Collected data entries:

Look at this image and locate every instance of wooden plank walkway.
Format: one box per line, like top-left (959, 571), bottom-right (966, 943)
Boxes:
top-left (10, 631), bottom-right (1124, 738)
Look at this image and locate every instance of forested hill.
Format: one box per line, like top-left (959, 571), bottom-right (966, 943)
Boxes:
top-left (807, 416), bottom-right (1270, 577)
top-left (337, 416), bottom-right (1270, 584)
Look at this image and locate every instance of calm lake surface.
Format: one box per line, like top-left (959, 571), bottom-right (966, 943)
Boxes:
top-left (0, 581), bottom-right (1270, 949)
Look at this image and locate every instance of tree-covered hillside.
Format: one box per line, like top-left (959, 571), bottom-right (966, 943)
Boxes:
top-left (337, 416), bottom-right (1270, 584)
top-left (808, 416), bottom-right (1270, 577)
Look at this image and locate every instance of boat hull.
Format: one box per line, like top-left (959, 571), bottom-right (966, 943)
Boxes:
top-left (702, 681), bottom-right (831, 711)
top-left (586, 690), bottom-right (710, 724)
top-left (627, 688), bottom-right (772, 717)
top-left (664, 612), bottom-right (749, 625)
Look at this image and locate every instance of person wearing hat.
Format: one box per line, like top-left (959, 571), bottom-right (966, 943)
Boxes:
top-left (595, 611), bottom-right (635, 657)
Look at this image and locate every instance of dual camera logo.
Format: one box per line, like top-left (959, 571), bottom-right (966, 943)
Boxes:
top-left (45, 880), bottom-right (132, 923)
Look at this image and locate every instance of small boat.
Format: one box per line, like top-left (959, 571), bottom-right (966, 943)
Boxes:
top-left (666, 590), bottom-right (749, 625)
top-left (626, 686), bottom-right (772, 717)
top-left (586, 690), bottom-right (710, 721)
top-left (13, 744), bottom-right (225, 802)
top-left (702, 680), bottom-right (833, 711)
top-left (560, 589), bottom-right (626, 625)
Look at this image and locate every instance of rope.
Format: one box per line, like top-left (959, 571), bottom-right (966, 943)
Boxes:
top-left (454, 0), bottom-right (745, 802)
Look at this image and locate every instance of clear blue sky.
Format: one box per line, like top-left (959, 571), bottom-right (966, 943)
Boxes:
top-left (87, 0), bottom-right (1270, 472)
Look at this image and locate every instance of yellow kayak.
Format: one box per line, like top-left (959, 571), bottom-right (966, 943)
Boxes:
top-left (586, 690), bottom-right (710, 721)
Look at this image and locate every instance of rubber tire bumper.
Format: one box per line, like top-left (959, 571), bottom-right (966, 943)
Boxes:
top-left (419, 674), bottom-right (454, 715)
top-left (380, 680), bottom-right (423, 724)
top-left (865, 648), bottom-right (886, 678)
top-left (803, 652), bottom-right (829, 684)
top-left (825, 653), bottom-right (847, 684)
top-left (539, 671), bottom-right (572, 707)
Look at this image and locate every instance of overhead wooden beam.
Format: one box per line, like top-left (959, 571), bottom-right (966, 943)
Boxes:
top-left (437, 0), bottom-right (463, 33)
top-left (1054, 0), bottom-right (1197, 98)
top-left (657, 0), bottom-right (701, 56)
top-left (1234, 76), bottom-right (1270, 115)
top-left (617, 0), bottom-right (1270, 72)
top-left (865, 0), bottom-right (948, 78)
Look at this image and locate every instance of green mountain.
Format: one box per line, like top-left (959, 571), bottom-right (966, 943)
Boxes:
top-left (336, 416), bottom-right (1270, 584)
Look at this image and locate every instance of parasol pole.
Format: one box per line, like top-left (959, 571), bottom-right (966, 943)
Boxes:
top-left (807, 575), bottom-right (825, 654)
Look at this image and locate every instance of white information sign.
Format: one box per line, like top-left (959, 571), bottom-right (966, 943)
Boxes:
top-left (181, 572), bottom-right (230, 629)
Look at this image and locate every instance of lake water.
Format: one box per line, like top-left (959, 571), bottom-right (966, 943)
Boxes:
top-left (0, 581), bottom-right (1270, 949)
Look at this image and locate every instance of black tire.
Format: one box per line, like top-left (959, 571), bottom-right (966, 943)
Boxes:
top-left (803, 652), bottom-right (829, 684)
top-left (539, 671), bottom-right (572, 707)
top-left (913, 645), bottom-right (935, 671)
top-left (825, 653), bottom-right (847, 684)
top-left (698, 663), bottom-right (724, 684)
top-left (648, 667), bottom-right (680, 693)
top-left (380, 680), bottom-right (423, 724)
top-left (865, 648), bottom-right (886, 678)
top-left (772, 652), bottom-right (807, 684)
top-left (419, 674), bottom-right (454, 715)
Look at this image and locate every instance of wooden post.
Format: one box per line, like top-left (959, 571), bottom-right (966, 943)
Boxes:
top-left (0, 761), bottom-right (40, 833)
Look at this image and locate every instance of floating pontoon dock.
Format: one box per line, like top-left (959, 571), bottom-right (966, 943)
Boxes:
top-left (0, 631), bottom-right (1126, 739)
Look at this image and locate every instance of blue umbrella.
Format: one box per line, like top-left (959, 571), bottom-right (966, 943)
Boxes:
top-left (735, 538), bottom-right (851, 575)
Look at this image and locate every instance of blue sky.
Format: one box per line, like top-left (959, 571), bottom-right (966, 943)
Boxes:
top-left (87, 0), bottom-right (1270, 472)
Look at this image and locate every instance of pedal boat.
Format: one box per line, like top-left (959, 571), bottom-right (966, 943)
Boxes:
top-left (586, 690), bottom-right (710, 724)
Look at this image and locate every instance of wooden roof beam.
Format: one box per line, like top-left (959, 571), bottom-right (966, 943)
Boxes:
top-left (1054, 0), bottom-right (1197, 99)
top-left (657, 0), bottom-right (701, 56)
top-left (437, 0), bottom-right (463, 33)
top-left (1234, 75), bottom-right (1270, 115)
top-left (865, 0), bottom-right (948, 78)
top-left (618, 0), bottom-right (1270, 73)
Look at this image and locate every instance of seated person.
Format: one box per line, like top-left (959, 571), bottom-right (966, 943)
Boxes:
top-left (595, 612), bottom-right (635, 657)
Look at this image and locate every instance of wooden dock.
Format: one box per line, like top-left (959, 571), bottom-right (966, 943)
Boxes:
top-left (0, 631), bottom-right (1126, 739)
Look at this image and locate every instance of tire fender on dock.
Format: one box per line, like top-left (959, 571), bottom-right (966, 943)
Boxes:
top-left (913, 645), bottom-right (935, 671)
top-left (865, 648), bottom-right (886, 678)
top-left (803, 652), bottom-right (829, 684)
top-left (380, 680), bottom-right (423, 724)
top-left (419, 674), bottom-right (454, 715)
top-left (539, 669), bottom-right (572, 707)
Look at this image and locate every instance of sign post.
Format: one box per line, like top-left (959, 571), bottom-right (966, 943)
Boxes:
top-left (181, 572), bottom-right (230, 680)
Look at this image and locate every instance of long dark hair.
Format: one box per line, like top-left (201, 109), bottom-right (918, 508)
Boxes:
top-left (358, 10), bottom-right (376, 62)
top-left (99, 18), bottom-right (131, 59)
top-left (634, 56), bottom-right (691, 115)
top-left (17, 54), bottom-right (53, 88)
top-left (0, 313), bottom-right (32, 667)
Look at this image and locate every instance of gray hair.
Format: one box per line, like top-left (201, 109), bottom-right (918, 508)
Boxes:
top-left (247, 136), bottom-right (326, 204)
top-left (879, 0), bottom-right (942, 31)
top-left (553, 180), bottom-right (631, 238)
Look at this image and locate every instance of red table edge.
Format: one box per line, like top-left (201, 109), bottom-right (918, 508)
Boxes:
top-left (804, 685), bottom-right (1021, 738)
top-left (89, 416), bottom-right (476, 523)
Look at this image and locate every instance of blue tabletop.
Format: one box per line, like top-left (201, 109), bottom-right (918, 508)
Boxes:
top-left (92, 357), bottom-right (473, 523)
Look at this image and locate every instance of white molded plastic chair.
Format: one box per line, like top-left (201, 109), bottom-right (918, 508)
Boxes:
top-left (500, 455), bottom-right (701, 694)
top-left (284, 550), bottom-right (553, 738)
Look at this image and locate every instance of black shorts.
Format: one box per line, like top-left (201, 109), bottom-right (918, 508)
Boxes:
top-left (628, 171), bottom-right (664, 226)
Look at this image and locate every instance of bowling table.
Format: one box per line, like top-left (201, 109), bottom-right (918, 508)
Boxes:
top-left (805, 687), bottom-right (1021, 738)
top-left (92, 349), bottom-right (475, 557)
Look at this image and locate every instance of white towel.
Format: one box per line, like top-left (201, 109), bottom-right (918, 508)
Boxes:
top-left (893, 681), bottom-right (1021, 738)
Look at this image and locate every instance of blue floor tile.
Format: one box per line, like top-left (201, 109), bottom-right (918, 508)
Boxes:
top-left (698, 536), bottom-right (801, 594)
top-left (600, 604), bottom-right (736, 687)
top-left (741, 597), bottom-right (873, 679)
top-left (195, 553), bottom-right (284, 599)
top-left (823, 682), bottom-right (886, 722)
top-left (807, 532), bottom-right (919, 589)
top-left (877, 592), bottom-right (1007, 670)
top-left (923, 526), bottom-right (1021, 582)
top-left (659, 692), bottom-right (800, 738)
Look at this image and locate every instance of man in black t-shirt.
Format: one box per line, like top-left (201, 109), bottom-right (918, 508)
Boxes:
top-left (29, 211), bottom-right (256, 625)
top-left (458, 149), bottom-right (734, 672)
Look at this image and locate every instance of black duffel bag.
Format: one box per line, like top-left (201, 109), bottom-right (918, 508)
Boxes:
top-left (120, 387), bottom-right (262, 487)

Task brief: Reproduce the lines above word for word, from the first line through the line containing "top-left (10, 631), bottom-right (1124, 738)", including both of those lines.

Expected output:
Look at this image and locate every instance of wooden plank walkway.
Format: one box per line, like top-left (959, 571), bottom-right (966, 943)
Boxes:
top-left (10, 631), bottom-right (1124, 738)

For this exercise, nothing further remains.